What the exercise asks: Can you output every line of the records below as a JSON list of strings, one string per line, with blank lines and the pictures left out?

Excerpted data:
────────
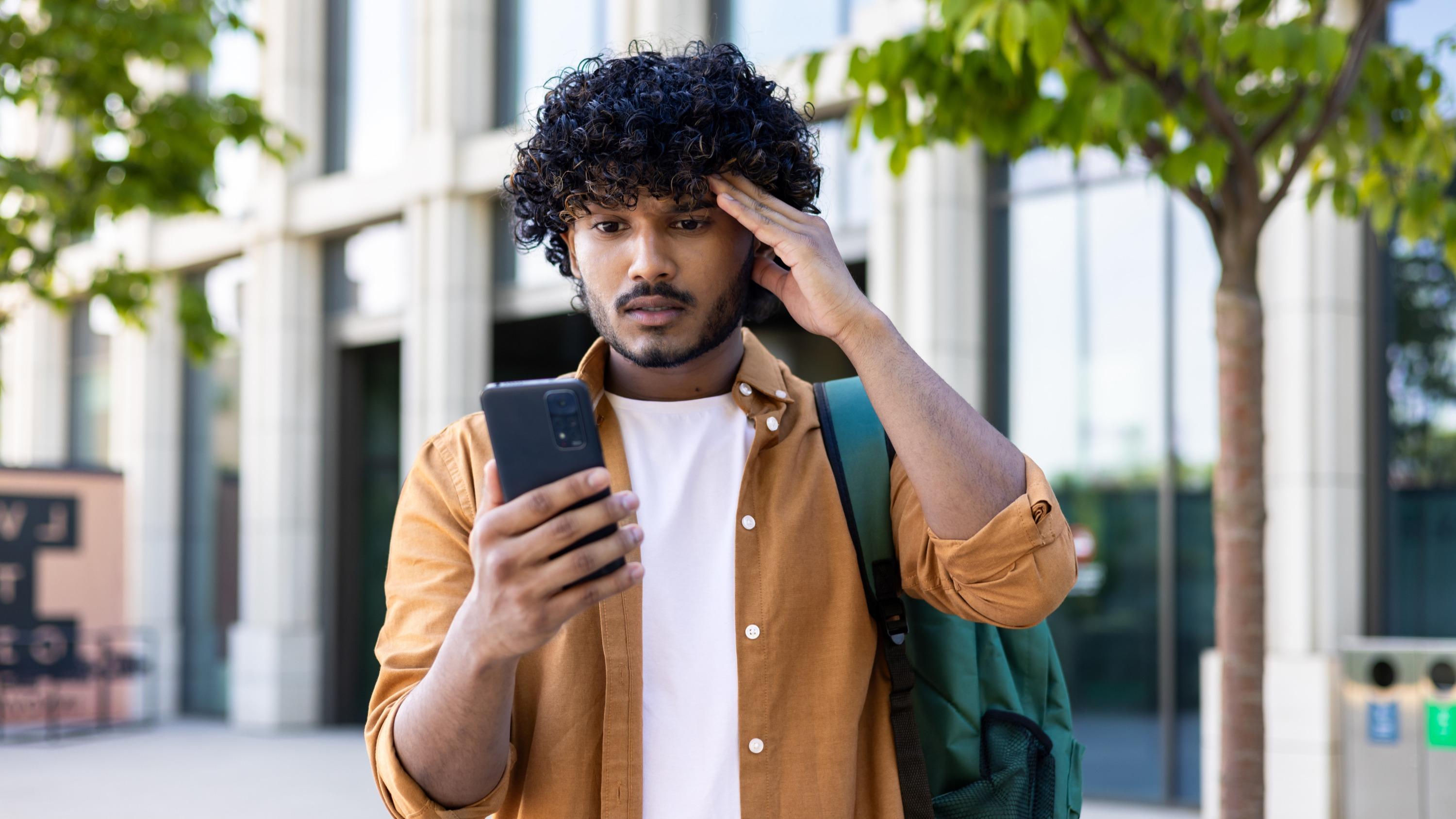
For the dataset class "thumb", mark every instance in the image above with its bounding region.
[480,458,505,512]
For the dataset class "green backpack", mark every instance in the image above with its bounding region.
[814,377,1083,819]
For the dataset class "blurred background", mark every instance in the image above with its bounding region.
[0,0,1456,819]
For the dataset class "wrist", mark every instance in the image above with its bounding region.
[457,587,521,675]
[834,299,895,363]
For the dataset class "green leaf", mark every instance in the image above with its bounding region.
[1026,0,1067,70]
[804,51,824,95]
[996,0,1026,73]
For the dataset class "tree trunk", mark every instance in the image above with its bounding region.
[1213,239,1265,819]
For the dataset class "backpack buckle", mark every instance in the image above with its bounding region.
[879,595,910,646]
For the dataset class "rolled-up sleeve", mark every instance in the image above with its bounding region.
[364,429,515,819]
[890,455,1077,628]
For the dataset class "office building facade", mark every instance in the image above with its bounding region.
[0,0,1456,816]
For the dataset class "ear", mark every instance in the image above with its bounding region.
[561,227,581,278]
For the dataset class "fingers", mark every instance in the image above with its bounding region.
[485,467,612,538]
[718,191,799,251]
[521,484,638,559]
[536,523,642,598]
[711,170,810,224]
[546,551,642,622]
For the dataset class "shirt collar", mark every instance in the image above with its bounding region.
[571,328,794,423]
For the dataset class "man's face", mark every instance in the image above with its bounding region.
[566,191,760,367]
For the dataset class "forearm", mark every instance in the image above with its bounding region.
[395,595,518,807]
[836,307,1026,539]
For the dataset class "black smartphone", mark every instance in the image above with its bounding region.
[480,379,626,590]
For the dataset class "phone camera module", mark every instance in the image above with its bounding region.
[546,389,587,449]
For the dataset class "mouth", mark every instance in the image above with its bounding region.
[623,296,684,326]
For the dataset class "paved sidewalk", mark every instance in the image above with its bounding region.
[0,720,1197,819]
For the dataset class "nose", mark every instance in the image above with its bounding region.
[628,227,677,285]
────────
Task answer:
[
  "For the dataset class \"thumb\", mark every instance in the image above with its bounding region.",
  "[480,458,505,512]",
  "For the dataset class \"green backpack\", mark every instance in the image above with its bounding region.",
  "[814,377,1083,819]",
  "For the dataset class \"blurred background\", mark every instance in the image above with its bounding region.",
  "[0,0,1456,819]",
  "For the dataset class \"wrist\", mark every instance in the image above with its bounding region.",
  "[457,587,521,675]",
  "[834,299,895,363]",
  "For the dataset class \"green leaf\", mark every instance in the image above with its bounding region.",
  "[1026,0,1067,70]",
  "[804,51,824,95]",
  "[996,0,1026,73]",
  "For the dataset class \"tree trunk\", mark every instance in the image above with its bounding region.",
  "[1213,239,1265,819]",
  "For the dataset class \"backpack buckle\", mark every instance in the image above with its bounding region.",
  "[879,595,910,646]",
  "For the dataset class \"rolled-up sleeve\", mark every instance in the image above with its bounding region.",
  "[364,429,515,819]",
  "[890,455,1077,628]",
  "For the dataset class \"office building facade\", mark every instance in the image above with its bounding region.",
  "[0,0,1456,816]",
  "For the dataset class \"ear\", mark every instance in the image above with its bounding region.",
  "[561,227,581,278]",
  "For the dataset class \"fingers\", mark every instance in the image above with its bounding region.",
  "[485,467,612,538]",
  "[718,191,799,251]",
  "[521,484,638,559]",
  "[536,523,642,598]",
  "[711,170,810,224]",
  "[546,551,642,622]",
  "For the dataset class \"shirt collar\", mark every instance in the image above with its bounding region.",
  "[571,328,794,423]",
  "For the dataset class \"man's face\", mark every instance in the image above with its bounding region.",
  "[566,191,760,367]",
  "For the dataset class \"forearm\", mark every instance in the image above with its bounding region.",
  "[395,595,518,807]",
  "[836,307,1026,539]",
  "For the dataset class \"black smartphone\", mark every instance in the image above with its bounding region.",
  "[480,379,626,590]",
  "For the dataset class \"phone camera module\", mark every instance in the image above with its bounding region.",
  "[546,389,587,449]",
  "For the dataset class \"mouth\", mark every instance in the image above with its bounding region.",
  "[623,296,684,326]",
  "For the dataset class \"paved sidewalk\", mark every instance in the image above with its bounding region.",
  "[0,720,1197,819]",
  "For the dataset class \"nose\", mark every instance in the image above with its bounding region.",
  "[628,227,677,285]"
]